INSTRUCTIONS TO FOLLOW — The whole listing, exactly as given: write it out, leaving out each image.

GIVEN INFORMATION —
^^^^
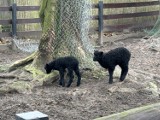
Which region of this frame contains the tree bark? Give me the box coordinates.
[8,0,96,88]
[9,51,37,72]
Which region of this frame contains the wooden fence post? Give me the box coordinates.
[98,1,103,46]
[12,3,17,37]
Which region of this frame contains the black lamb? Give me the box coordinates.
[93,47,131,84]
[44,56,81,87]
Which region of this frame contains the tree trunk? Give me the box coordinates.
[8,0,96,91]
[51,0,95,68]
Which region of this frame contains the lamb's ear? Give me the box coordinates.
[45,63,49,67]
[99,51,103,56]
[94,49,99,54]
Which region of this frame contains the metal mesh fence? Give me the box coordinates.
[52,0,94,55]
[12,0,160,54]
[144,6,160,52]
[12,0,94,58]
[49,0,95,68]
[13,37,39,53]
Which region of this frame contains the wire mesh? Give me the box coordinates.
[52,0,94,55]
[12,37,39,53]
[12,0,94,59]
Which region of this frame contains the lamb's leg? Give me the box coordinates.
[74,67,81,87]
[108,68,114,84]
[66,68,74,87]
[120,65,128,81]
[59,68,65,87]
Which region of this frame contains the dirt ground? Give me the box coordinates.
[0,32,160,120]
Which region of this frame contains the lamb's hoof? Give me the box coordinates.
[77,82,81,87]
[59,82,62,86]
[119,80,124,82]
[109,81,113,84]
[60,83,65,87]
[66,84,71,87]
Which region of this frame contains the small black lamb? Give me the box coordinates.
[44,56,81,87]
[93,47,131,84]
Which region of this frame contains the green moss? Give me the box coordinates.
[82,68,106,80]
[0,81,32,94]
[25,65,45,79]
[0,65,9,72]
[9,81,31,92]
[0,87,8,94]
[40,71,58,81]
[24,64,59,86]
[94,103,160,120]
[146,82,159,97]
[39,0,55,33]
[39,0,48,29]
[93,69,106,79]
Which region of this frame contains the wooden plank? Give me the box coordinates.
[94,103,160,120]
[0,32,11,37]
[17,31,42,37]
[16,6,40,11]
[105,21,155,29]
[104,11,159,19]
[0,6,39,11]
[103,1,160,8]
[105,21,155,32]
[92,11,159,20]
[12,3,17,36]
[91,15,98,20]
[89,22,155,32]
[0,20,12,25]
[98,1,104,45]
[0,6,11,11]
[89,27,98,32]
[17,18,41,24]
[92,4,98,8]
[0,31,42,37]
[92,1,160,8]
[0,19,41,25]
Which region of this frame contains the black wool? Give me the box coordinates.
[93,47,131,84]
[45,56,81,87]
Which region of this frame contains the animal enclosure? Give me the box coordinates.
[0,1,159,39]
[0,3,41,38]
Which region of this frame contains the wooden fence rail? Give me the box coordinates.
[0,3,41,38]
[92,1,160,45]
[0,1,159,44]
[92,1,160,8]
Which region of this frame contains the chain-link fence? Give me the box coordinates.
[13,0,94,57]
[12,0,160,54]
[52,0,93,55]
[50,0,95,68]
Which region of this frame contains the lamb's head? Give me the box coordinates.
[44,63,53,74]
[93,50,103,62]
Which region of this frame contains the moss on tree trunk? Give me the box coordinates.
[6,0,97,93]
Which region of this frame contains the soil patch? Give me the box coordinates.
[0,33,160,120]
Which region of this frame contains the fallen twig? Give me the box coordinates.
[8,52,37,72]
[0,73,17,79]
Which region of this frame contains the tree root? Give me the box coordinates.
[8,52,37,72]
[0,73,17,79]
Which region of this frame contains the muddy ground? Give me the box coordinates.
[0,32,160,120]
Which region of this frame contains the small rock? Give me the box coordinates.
^^^^
ANSWER FOR THE TASK —
Which region of this frame contains the tree bark? Give me the box coordinates.
[8,0,96,88]
[9,51,37,72]
Which region of this frame contains the wooden fence post? Give me the box coordinates.
[98,1,103,46]
[12,3,17,37]
Which region of this frame contains the black lamb? Give me the box coordinates.
[93,47,131,84]
[44,56,81,87]
Which region of this frame contains the tree trunk? Give me the box coordinates.
[8,0,96,91]
[51,0,95,68]
Which region of this frame contains the lamb's ear? Give me the box coordinates.
[45,63,49,67]
[99,51,103,56]
[94,49,99,54]
Which region of this frame contains the metal mesh fence? Give me the box coordinates.
[52,0,94,55]
[12,0,160,54]
[144,6,160,52]
[12,0,94,58]
[49,0,95,68]
[13,37,39,53]
Which region of this frame contains the wire mesh? Give me the box coordinates.
[52,0,94,55]
[12,37,39,53]
[12,0,94,59]
Which region of this frame contains the lamb's leg? Give me the box coordinates.
[74,67,81,87]
[108,68,114,84]
[66,68,74,87]
[120,65,128,81]
[59,68,65,87]
Which region of this frame contains the dirt ground? Give me the box coordinates.
[0,32,160,120]
Which region of this frame contains the lamb's hoof? Give me the box coordinates.
[77,82,81,87]
[59,82,62,86]
[119,80,124,82]
[109,81,113,84]
[60,83,65,87]
[66,84,71,87]
Which region of this frame contains the small black lamb? Give me the box coordinates.
[44,56,81,87]
[93,47,131,84]
Which region of this frame contains the green moss? Give me the box coordinates.
[82,68,106,80]
[0,81,32,94]
[25,65,45,79]
[0,65,9,72]
[9,81,31,92]
[0,87,8,94]
[40,71,58,81]
[24,64,59,86]
[94,103,160,120]
[146,82,159,97]
[39,0,55,33]
[39,0,48,29]
[93,69,106,79]
Which region of this frame contains the wooden plank? Give me the box coordinates.
[94,103,160,120]
[0,32,11,37]
[17,31,42,37]
[16,6,40,11]
[105,21,155,29]
[104,11,159,19]
[0,6,39,11]
[103,1,160,8]
[105,21,155,32]
[92,11,159,20]
[12,3,17,36]
[91,15,98,20]
[89,22,155,32]
[0,20,12,25]
[98,1,104,45]
[0,6,11,11]
[89,27,98,32]
[17,18,41,24]
[92,4,98,8]
[0,31,42,37]
[92,1,160,8]
[0,19,41,25]
Which region of this frame contains the black wool? Give me the box coordinates.
[93,47,131,84]
[45,56,81,87]
Which region of this frame contains the animal enclosure? Give me the box coordinates.
[0,1,159,39]
[0,3,41,38]
Which region of this frame contains the wooden fence rail? Give me the box coordinates.
[0,3,41,38]
[92,1,160,45]
[0,1,159,44]
[92,1,160,8]
Which region of this frame contains the chain-link fence? Give me the box coordinates.
[13,0,94,57]
[12,0,160,54]
[52,0,93,55]
[50,0,95,68]
Which region of this frame contains the lamb's head? Give me the box coordinates.
[44,63,53,74]
[93,50,103,62]
Which region of this frame contains the moss on tree trunk? Give me the box coordinates.
[6,0,97,93]
Which region of this frame contains the soil patch? Give me the box coordinates.
[0,33,160,120]
Which region of this frame contains the fallen twig? Give me the box coordinates.
[8,52,37,72]
[0,73,17,79]
Which region of this frame contains the tree root? Give me the box coordinates.
[8,52,37,72]
[0,73,17,79]
Which region of this frame contains the muddy ground? Give me the box coordinates.
[0,32,160,120]
Which region of this frame contains the small rock? Give me the box coordinates.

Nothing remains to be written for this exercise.